__Consigna escrita 1__: Según el texto elegido, ¿por qué hay que contarlo todo? Explícalo en una a tres oraciones.
__Consigna escrita 2__: En el texto elegido, ¿qué autor reflexionó con melancolía sobre lo falible que es la memoria?
__Consigna escrita 3__: Sigue escribiendo el texto elegido sobre la memoria y el olvido a partir de su última oración.

Óscar Jaenada en una imagen de la película 'Todos estamos invitados',de Manuel Gutiérrez Aragón.
Hay tiempo, pero es urgente. Y no
solo porque, como reflexionó con
tanta melancolía Primo Levi, la memoria es falible y se debilita a cada momento. Hay que
contar para que no se imponga la tergiversación y para que los verdugos y los responsables
no cuenten con ese eficaz aliado del crimen, el olvido.
Hay que contarlo todo, desde luego. No se mata ni se tortura a nadie, ni a quien ha matado o
torturado. Y hay que contarlo todo no por equidistancia sino por amor a la verdad y porque sin
el recuerdo completo no es posible ese logro tan difícil, y sin embargo tan necesario, la
reconciliación, o al menos la convivencia razonable. Hay que contar el número de los
asesinados, de los perseguidos, de los chantajeados, de los expulsados, de los torturados.

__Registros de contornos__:
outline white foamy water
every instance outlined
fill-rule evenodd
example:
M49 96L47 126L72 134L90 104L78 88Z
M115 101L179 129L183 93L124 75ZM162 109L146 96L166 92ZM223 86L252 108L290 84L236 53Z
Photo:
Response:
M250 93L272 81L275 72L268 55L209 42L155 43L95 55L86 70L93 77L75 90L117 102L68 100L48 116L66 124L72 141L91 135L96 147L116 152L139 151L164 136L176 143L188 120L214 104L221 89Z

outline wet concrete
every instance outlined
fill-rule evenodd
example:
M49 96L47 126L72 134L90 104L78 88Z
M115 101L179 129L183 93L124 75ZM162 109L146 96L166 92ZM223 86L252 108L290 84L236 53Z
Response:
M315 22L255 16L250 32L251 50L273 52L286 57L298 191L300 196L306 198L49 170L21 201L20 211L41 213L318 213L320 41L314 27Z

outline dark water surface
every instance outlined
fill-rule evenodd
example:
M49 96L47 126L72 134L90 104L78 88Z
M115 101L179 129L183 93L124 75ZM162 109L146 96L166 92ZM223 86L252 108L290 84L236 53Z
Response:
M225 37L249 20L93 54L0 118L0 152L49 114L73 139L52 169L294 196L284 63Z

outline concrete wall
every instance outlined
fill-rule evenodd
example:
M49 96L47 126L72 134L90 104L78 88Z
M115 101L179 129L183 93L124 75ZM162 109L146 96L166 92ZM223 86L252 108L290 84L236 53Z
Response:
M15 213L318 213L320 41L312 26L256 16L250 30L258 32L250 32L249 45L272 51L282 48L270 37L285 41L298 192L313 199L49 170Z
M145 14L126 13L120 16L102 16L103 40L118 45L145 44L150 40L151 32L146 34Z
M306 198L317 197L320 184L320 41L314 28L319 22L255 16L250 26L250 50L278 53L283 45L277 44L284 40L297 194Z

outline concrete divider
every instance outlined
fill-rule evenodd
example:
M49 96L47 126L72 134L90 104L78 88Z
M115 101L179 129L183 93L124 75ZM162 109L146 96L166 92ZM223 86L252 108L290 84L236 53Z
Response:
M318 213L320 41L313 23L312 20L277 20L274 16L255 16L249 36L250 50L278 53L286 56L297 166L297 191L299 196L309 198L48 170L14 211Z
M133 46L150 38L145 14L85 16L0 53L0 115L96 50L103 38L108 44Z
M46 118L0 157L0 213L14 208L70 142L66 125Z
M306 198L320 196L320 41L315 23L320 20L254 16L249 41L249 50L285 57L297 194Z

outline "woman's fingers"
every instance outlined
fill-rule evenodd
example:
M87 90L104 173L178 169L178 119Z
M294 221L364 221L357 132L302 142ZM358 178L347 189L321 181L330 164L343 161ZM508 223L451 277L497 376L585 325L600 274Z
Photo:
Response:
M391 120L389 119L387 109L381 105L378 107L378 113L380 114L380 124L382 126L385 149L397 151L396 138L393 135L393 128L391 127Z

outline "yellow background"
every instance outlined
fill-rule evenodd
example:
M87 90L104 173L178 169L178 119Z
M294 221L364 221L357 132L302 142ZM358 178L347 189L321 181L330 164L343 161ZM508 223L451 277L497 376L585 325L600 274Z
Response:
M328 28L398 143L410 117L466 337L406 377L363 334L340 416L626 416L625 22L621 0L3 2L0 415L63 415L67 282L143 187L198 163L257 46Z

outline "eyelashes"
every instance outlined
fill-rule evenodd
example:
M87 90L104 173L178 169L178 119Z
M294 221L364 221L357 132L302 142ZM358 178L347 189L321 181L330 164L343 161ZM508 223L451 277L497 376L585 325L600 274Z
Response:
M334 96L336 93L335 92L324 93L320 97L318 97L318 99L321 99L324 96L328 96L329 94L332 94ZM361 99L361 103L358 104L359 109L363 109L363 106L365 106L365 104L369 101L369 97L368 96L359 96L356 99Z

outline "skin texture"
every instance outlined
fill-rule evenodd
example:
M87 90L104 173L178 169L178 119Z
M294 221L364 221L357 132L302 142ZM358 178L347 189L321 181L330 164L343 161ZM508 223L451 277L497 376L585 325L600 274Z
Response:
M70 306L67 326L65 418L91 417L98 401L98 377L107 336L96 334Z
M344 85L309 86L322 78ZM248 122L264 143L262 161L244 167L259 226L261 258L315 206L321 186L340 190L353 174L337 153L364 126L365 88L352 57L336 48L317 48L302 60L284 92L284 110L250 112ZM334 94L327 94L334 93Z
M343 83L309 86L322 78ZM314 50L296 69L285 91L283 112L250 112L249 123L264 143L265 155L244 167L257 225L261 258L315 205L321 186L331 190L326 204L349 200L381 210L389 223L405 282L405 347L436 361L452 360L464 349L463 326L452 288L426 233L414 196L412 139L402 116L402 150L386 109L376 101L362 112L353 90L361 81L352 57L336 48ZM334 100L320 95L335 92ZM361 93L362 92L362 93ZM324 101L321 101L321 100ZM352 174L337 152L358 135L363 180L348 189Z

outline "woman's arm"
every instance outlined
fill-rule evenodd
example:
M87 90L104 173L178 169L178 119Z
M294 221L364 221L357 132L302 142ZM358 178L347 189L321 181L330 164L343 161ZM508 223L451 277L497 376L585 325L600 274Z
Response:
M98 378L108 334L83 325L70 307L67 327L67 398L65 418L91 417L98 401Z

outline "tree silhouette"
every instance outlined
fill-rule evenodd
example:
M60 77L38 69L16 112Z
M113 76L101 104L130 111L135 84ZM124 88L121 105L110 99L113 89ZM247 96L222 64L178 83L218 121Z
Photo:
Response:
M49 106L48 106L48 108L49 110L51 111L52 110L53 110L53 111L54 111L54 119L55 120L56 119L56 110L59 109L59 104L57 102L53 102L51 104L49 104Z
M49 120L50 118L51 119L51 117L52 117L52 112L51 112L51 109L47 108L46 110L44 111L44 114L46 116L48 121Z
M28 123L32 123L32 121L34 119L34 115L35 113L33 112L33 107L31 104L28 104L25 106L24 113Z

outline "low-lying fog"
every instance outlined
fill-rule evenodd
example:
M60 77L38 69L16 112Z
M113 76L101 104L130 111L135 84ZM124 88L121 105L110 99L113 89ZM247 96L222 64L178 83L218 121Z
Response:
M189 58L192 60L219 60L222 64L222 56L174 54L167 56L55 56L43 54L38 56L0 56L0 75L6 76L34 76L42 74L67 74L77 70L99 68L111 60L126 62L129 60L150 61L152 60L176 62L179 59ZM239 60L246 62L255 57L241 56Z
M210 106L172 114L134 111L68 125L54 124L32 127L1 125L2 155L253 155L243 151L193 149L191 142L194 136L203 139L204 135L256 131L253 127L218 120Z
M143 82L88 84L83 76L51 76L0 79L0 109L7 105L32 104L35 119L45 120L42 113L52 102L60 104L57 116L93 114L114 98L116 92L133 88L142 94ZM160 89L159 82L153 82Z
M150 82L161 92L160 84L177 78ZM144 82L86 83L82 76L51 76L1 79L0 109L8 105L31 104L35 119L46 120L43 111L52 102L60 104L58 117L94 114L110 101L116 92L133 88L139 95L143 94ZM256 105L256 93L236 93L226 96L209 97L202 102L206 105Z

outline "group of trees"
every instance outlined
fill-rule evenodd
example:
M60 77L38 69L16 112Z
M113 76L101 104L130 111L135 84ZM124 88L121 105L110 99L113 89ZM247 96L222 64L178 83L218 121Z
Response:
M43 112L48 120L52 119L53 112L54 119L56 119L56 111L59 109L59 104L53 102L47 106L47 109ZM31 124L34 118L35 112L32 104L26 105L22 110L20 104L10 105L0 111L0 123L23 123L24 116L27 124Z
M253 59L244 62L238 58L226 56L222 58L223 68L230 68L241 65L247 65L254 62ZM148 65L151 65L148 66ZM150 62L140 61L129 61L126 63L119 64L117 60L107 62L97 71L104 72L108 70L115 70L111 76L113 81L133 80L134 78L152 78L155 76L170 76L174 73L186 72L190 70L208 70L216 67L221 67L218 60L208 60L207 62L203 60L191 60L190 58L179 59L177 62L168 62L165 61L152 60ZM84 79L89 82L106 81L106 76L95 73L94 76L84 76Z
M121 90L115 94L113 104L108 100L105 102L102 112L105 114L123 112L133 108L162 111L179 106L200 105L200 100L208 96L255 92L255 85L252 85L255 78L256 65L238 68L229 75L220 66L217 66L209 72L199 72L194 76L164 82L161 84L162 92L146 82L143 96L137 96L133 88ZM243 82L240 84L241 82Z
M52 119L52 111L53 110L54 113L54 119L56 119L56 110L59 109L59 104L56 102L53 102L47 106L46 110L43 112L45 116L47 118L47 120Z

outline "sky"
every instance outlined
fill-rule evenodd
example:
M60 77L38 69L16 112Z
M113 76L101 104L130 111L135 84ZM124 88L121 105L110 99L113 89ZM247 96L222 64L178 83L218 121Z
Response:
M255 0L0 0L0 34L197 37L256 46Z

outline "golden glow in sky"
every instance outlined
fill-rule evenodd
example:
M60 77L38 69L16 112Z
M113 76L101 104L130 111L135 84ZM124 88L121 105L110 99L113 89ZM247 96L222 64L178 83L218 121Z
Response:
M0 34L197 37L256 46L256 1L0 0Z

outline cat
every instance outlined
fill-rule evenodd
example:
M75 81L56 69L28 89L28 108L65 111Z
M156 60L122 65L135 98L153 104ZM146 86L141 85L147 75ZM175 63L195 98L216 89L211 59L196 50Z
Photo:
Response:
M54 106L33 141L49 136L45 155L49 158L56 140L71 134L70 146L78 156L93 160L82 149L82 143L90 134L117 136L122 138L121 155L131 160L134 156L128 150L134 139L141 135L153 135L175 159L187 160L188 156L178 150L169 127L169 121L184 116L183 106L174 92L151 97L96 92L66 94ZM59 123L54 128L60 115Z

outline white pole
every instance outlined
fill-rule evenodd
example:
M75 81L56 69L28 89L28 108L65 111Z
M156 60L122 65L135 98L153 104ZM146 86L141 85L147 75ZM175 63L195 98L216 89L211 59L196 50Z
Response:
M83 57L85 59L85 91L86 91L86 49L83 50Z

__Resultado final 1__: Hay que contarlo todo por amor a la verdad y no por equidistancia. Además, sin el recuerdo completo no es posible la reconciliación, o al menos la convivencia razonable.

__Resultado final 2__: Primo Levi.

__Resultado final 3__:
Es importante la máxima exactitud posible de las cifras para hacerse una idea de la magnitud
de la epidemia. Hay que saber cuántos se fueron porque ese número es un indicio del éxito
de quienes mataban o acosaban para limpiar el censo electoral de votos hostiles. Habría que
saber, pero no es posible, cuántos que deberían haber alzado la voz eligieron callar; cuántos
fingieron aquiescencia con la conformidad impuesta por los criminales; qué porcentaje de
gente hace falta que se someta o que calle para que una comunidad entera quede sometida,
sobre todo en esos lugares donde se conoce todo el mundo y no es posible el refugio del
anonimato: un claustro de instituto o de facultad, por ejemplo, un pueblo pequeño, una
empresa. Es relativamente fácil contar el número de los asesinados, los heridos, los
mutilados para siempre, pero no puede hacerse el censo fiable de todas las vidas que
quedaron destruidas o dañadas por la lenta onda expansiva de cada crimen, que prolonga su
efecto, invisible desde fuera, a través de los años y de las generaciones.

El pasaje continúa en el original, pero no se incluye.